* Exercise set
(a) Reproduce the passage of the Milford solar article starting at "The results won't" and ending at "as potential sites.", copying it word for word.
(b) Extend the Milford solar article from the point where it stops, writing the next part of the story.

* Page extract
=-=-=

Milford, New Jersey may go solar

Milford, N.J., may soon take the advice of Rutgers University students to heart as it decides to install a photovoltaic array. Students from the university’s Bloustein School of Planning and Public Policy recently completed a report showing the potential for renewable energy in Milford.

The study looked at which renewable—biomass, wind or solar—would be best for Milford.

"They were already writing a master plan provision to be more active in three things: biomass, wind and solar," said Rutgers professor Robin Murray. "Students were able to come in and show them biomass and wind weren't feasible."

The results won't help the municipality make an immediate decision.

"Part of the purpose of the students doing the work for them was to give them more information to study," said Murray. "It's a year and half to two years for this to go through in terms of this process. This is the initial step."

The students produced a 130-page report on the Milford project.

“That report will be a resource for many other municipalities,” said Murray.

She said that the school will soon put the report on the web for other towns and cities.

“It gives them a foot in the door to give them a quicker grasp of the issues,” she said. She added that things not included in the report, like GIS information about sites, will be available in the online version.

When they started the study, three potential properties were located by Milford as potential sites.

=-=-=

* Available data
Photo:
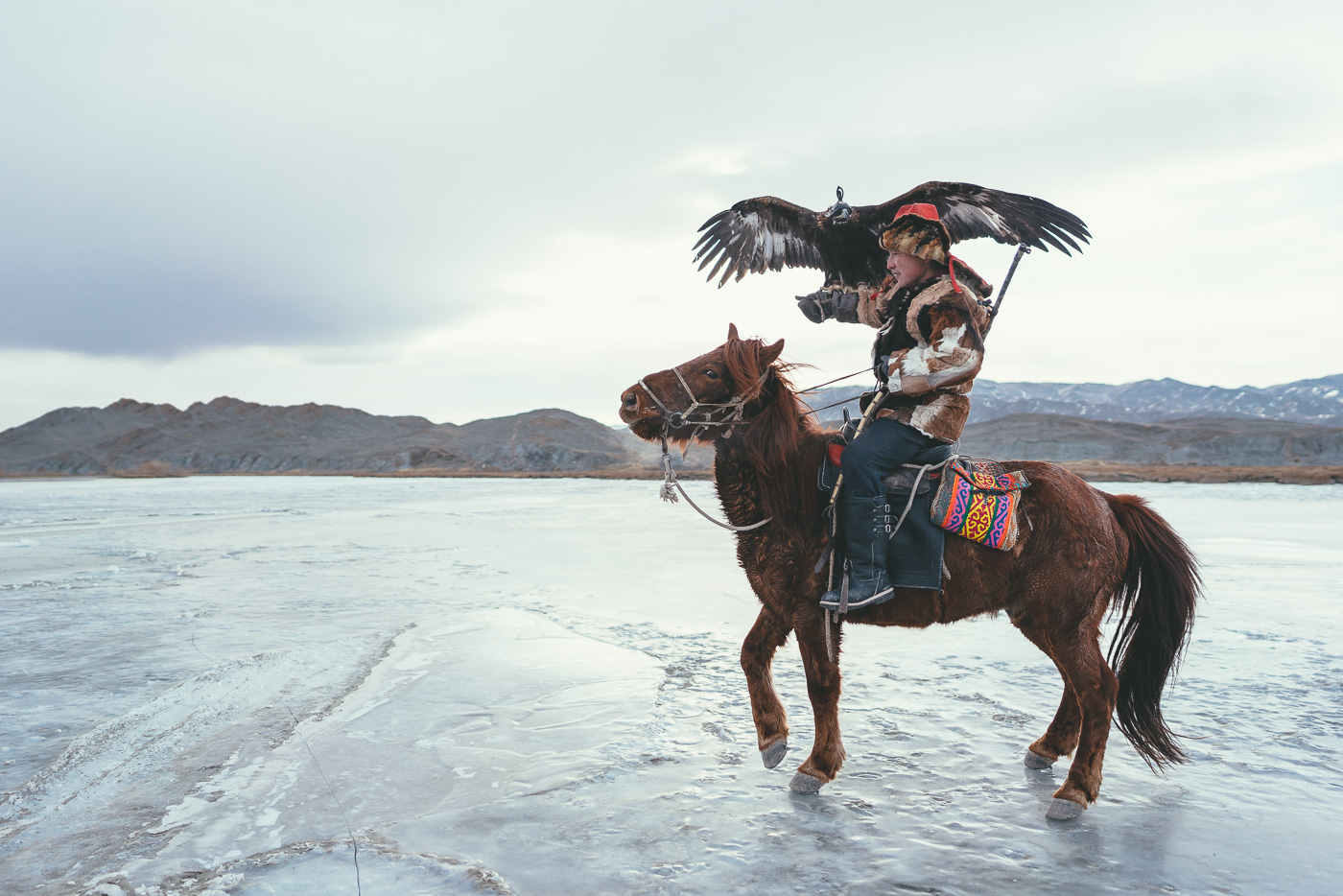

=-=-=

* The answers
(a)
The results won't help the municipality make an immediate decision.

"Part of the purpose of the students doing the work for them was to give them more information to study," said Murray. "It's a year and half to two years for this to go through in terms of this process. This is the initial step."

The students produced a 130-page report on the Milford project.

“That report will be a resource for many other municipalities,” said Murray.

She said that the school will soon put the report on the web for other towns and cities.

“It gives them a foot in the door to give them a quicker grasp of the issues,” she said. She added that things not included in the report, like GIS information about sites, will be available in the online version.

When they started the study, three potential properties were located by Milford as potential sites.

(b)
"One immediately dropped out. It was very small and downtown," Murray said." Of the other two, they looked at one that was owned by the borough, and they'd lease that instead of selling the property, she explained.

Indeed, if the city does progress with a project, it will likely be on property it can lease.

“We have a piece of property that’s 80-some acres. If anything was to happen in the borough, that’s where it would be,” said Karen Dysart, Milford’s municipal clerk.

That property could sustain more than enough energy to feed the entire municipality’s electric needs.

“That was a very happy coincidence that the site could provide enough for the borough,” Murray said. “The entire borough usage was, I believe, 8.5 megawatts,” she added.

Milford is likely to move forward with a project, Dysart said.

“We’re pretty aggressive,” said Dysart. “We’re in the process of doing a solar energy ordinance. In the next year we may be doing RFPs [requests for proposals].”

The other site identified in the report is the Curtis Paper Mill, a privately held Superfund site.

The city property and the mill site are located contiguously, Murray explained.

She said one scenario is that the city could develop solar on the city-owned property and that power could initially be used to power the clean-up efforts at the paper mill.

“If they redevelop it,” Murray said, “they could put solar on all the rooftops.”

Image courtesy of Bloustein School.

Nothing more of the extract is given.